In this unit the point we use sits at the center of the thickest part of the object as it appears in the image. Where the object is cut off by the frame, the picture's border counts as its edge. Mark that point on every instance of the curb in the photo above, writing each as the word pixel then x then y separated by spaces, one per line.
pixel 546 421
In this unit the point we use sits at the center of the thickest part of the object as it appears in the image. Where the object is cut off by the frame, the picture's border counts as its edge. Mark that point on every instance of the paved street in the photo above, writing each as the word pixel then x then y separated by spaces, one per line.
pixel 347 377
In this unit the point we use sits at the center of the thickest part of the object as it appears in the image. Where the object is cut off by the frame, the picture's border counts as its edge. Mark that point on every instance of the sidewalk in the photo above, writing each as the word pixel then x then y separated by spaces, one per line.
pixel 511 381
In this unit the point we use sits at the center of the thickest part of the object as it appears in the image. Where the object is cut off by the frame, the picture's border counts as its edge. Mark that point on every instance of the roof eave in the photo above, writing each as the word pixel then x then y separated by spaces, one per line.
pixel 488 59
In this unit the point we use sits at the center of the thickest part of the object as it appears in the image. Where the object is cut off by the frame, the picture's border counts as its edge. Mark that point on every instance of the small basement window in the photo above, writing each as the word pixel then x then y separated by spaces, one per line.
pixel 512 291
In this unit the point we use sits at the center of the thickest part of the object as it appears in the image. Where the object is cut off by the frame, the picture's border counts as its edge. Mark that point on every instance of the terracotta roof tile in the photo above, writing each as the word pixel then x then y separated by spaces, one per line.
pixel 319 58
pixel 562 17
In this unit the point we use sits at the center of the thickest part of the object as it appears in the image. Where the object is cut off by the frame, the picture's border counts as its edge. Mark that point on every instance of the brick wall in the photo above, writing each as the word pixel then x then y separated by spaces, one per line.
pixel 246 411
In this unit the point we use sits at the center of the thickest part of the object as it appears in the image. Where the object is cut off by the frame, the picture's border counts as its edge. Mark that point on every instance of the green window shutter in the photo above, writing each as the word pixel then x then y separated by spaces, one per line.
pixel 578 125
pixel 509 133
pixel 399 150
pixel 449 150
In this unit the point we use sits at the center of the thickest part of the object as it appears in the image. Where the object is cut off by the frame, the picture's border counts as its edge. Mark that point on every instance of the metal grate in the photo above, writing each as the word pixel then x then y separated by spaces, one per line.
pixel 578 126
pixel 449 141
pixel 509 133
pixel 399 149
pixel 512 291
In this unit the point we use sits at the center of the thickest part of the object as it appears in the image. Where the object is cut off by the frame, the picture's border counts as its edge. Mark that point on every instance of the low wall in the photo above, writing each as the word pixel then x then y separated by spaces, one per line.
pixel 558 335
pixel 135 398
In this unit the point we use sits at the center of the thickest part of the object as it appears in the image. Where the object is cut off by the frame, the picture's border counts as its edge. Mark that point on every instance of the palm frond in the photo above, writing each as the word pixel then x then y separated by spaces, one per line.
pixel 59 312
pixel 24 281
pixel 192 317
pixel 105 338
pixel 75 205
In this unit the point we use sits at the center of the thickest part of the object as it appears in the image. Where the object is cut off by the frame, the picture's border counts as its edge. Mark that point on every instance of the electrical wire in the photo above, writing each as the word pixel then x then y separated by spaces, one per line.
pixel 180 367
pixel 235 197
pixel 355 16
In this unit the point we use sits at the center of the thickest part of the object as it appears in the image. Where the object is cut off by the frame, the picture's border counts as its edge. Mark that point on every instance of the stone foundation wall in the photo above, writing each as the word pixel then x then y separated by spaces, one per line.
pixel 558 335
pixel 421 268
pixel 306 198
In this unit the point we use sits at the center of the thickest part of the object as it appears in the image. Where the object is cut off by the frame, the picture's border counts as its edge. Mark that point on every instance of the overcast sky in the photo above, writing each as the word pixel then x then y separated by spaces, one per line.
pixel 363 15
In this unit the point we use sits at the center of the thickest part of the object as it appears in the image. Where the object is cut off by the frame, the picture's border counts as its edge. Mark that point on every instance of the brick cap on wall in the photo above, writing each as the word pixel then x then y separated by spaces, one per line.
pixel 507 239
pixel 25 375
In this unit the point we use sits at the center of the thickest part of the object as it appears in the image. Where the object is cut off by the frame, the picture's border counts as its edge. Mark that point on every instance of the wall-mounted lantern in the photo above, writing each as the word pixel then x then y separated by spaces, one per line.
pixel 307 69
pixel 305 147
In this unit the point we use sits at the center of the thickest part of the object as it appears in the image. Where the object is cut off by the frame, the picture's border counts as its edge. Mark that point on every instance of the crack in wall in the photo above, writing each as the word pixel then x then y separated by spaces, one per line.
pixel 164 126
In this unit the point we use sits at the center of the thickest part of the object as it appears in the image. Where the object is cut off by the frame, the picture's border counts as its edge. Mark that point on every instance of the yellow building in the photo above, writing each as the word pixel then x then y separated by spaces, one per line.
###
Could you copy out all the material word for word?

SOLUTION:
In this unit the point we use sits at the center of the thickest part of the object as it appears in the image. Where the object is cut off by the frame, the picture's border counts as its edge. Mark that point on every instance of the curb in the photo above, writing each as the word pixel then x then y separated by spaces, one per line.
pixel 546 421
In this unit the point we use sits at the center of the thickest part of the object as it appears in the image. Where the object is cut off by the frame, the picture's border counts as its edge. Mark that point on every instance of the paved street in the photo above, writing each as the word pixel then x then y separated by spaces, one per line.
pixel 347 377
In this unit the point we use sits at the center of the thickest part of the object as it appears in the image. Where the object is cut off by the frame, the picture's border counts as its edge. Mark that point on every instance of the sidewalk in the photo above, writing each as the word pixel then x then y separated by spaces, one per line.
pixel 511 381
In this unit the point we use sits at the center of the thickest part of the object as it appears in the image. Where the object is cut off by the frame, the picture's border counts as its edge. Mark that point on every instance of the roof eave in the photo above, writing each as the word pixel then x then y separated by spaces, one per line.
pixel 488 59
In this unit the point we use sits at the center of the thickest part of the object as it appears in the image. Where the object is cut off by the frame, the picture's border counts as its edge. Mark that point on every instance of the small basement window in the photo above, writing each as the word pixel then x then y separated by spaces, one per line.
pixel 512 291
In this unit the point we use sits at the center of the thickest part of the object as it appears in the image. Where the object is cut off by the frame, the picture's border counts as its edge. Mark that point on every instance of the terracotta roof tile in the photo above, writing each as the word pixel then x then y separated by spaces, one per line.
pixel 319 58
pixel 562 17
In this unit the point we use sits at the center of the thickest part of the object as it appears in the image. Where the object is cut off by the frame, the picture's border counts as its edge. Mark that point on every instance of the brick wall in the photo above, writing each as the word pixel then x then y separated by spaces, one per line.
pixel 246 411
In this unit the point we use sits at the center of the thickest part of the object as it appears in the image. Where the object is cut off by the frame, the picture's border counts as its edge. Mark that point on every instance of the green window shutter in the photo above, writing each as the word pixel then x then y separated by spaces, one per line.
pixel 578 125
pixel 509 133
pixel 399 150
pixel 449 150
In this unit the point we use sits at the center of the thickest part of the object as it appears in the image. Where the object is cut off by the frame, the picture's border counts as its edge. Mark that point on every instance of the metal grate in the photo above, writing each as the word pixel then x then y separated by spaces, one per line.
pixel 578 126
pixel 449 141
pixel 509 133
pixel 399 149
pixel 512 291
In this unit the point we use sits at the center of the thickest part of the object as it appears in the image. Where the object is cut off by the frame, the picture's border counts as its edge. Mark that point on every instance of the low wall in the photo above, writing each as the word pixel then x then y separated by spaces, one per line.
pixel 558 335
pixel 135 398
In this unit the point we use sits at the center of the thickest part of the object as it appears in the image. Where the object is cut off by the frame, the picture's border counts as its edge. Mark that point on every instance of the palm frond in the photo above, writing each as the word pixel then x then y separated by spaces, one per line.
pixel 59 312
pixel 24 281
pixel 192 317
pixel 105 338
pixel 75 205
In this unit the point we use sits at the center of the thickest part of the object as it appears in the image. Where the object is cut off by the frame, the picture's border counts as its edge. Mark that point on every instance of the electrical wire in the photo above, writing each as the word pixel then x then y separated by spaces, one per line.
pixel 180 367
pixel 235 197
pixel 355 16
In this unit the point we use sits at the center of the thickest part of the object as it appears in the image. Where the object is cut off by the frame, the picture's border counts as its edge. Mark that point on every instance of the stone foundation wall in the photo above, writing each as the word pixel then x then y separated by spaces, one per line.
pixel 558 335
pixel 421 268
pixel 306 198
In this unit the point we use sits at the center of the thickest part of the object as it appears in the image. Where the object is cut off by the frame, the picture's border counts as its edge. Mark that point on every instance of the overcast sky in the photo above, writing each as the word pixel then x then y separated by spaces, one per line.
pixel 363 15
In this unit the point we use sits at the center of the thickest part of the object as it appears in the image. Where the object is cut off by the frame, the picture's border counts as its edge. Mark that point on every instance of the brick cap on wall in the photo above, writing each as the word pixel then x then y separated by spaces, one per line.
pixel 507 239
pixel 25 375
In this unit the point we use sits at the center of the thickest part of the object as it appears in the image. Where the object is cut off by the frame, the picture's border counts as its edge. Mark that point on every instance of the wall-mounted lantern in the photo above, writing each as the word pixel then x then y separated by spaces, one per line.
pixel 307 69
pixel 305 147
In this unit the point we use sits at the center of the thickest part of the object as it appears in the image. Where the object is cut off by the frame, the picture's border counts as its edge. Mark that point on every instance of the crack in wall in the photo above, writing each as the word pixel then x then y separated by spaces, one per line.
pixel 164 126
In this unit the point we use sits at the center of the thickest part of the object as it appears in the image. Where the object is cut off by the frame, the picture's border counts as its edge. Mark that point on every instance of the yellow building in the photo above, writing each as the word pixel then x then y separated by spaces, one per line.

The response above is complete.